### ZIELE
[1] Wiederholen Sie aus dem Text über den Entrepreneur wortgetreu die Passage von „Risikobereitschaft und Eigenständigkeit“ bis „als wichtige Eigenschaft.“.
[2] Greifen Sie den Text über den Entrepreneur nach seinem letzten Satz auf und schreiben Sie ihn fort.

### AUSGANGSDOKUMENT
▬▬▬▬▬▬▬▬▬▬

Risikobereitschaft und Eigenständigkeit stehen im Mittelpunkt von angelsächsischen Theoretikern, die sich mit der Rolle des Unternehmers beschäftigen und diesen so vom „enterpriser (Anbieter), „businessman“ (Geschäftsmann) oder „contractor“ (Auftragnehmer) abheben. Möglicherweise weil im Englischen bis dahin ein Begriff für einen unabhängigen Unternehmer fehlte, ist der Entrepreneur seither fest im britischen und amerikanischen Wortschatz verankert: „Der Entrepreneur“, definiert der Wissenschaftler Frank Knight, „ist ein Entscheider in einer unsicheren Umgebung. In dieser Rolle ermittelt er die Wünsche von Verbrauchern und sichert sich die notwendigen Werkstoffe und Leistungen, um damit Produkte oder Dienstleistungen herzustellen.“ Zu Eigenverantwortung, Selbständigkeit und Risikobereitschaft gesellt sich die Kundenorientierung als wichtige Eigenschaft.
Entdecker und Vermarkter von Neuem
Von Knight ist es nicht weit zu Josef Schumpeter, der als Wirtschafts- und Sozialwissenschaftler ökonomische Entwicklungen erforscht und diese kurzzeitig als Finanzminister Österreichs, als Banker und Anwalt sogar lenkt. Auch Schumpeter widmet sich dem Unternehmertum und schreibt als Weltbürger auf Deutsch und Englisch. Dabei macht er übrigens keinen Unterschied zwischen den Begriffen. Aber er ergänzt die Eigenschaften des Entrepreneurs um die viel zitierte Innovationskraft und die kreative Zerstörung: „Der Entrepreneur ist ein Innovator“, schreibt Schumpeter, „der wirtschaftliche Entwicklungen neu kombiniert, also neue Güter, neue Produktionsmethoden, neue Märkte, neue Rohstoffquellen oder neue Organisationsformen erstellt.“ Dabei ist der Innovator allerdings kein Erfinder, sondern derjenige, der Neues in den allgemeinen Gebrauch überführt, also vermarktet.

▬▬▬▬▬▬▬▬▬▬

### EXTRAHIERTE ANGABEN
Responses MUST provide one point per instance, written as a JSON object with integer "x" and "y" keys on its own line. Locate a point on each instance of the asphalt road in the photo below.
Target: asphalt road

▬▬▬▬▬▬▬▬▬▬

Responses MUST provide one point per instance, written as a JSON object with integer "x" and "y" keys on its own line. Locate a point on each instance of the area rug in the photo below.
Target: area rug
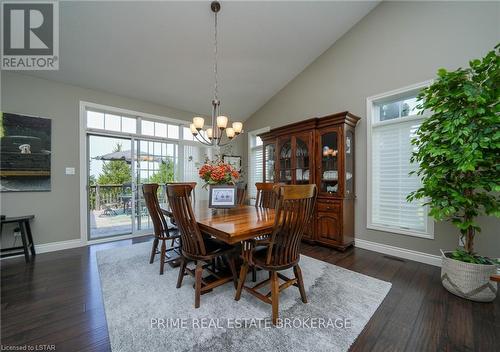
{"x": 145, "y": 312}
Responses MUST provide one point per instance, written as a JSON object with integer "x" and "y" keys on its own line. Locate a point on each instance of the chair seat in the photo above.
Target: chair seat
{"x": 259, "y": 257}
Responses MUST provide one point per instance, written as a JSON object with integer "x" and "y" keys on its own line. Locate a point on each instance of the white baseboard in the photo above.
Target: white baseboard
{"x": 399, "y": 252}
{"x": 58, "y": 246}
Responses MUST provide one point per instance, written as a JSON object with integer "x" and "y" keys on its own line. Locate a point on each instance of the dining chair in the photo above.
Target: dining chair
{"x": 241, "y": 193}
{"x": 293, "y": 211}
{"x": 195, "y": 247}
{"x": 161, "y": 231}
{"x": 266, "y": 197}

▬▬▬▬▬▬▬▬▬▬

### LÖSUNGEN JE AUFGABE
[1]
Risikobereitschaft und Eigenständigkeit stehen im Mittelpunkt von angelsächsischen Theoretikern, die sich mit der Rolle des Unternehmers beschäftigen und diesen so vom „enterpriser (Anbieter), „businessman“ (Geschäftsmann) oder „contractor“ (Auftragnehmer) abheben. Möglicherweise weil im Englischen bis dahin ein Begriff für einen unabhängigen Unternehmer fehlte, ist der Entrepreneur seither fest im britischen und amerikanischen Wortschatz verankert: „Der Entrepreneur“, definiert der Wissenschaftler Frank Knight, „ist ein Entscheider in einer unsicheren Umgebung. In dieser Rolle ermittelt er die Wünsche von Verbrauchern und sichert sich die notwendigen Werkstoffe und Leistungen, um damit Produkte oder Dienstleistungen herzustellen.“ Zu Eigenverantwortung, Selbständigkeit und Risikobereitschaft gesellt sich die Kundenorientierung als wichtige Eigenschaft.

[2]
Schumpeters Ausführungen von der Innovationskraft des Unternehmers werden spätestens in den 1990er Jahren wieder entdeckt – erst in den USA, danach in Europa und Deutschland. Getrieben von Informationstechnologien und Internet rollt ein Gründungsboom durch die Wirtschaft, in dessen Verlauf bestehende Produktions-, Handels- und damit auch Kommunikationsprozesse renoviert werden und dadurch in fast allen Branchen digitale Businessmodelle entstehen. Das Bild des Unternehmers wandelt sich prägnant: Aus dem Macher und Vermarkter von Erfindungen wird der geschickte Nutzer neuer Technologien, der damit Liefer- und Kundenbeziehungen neu ordnet, neue Kommunikationskanäle öffnet und neue Services erfindet.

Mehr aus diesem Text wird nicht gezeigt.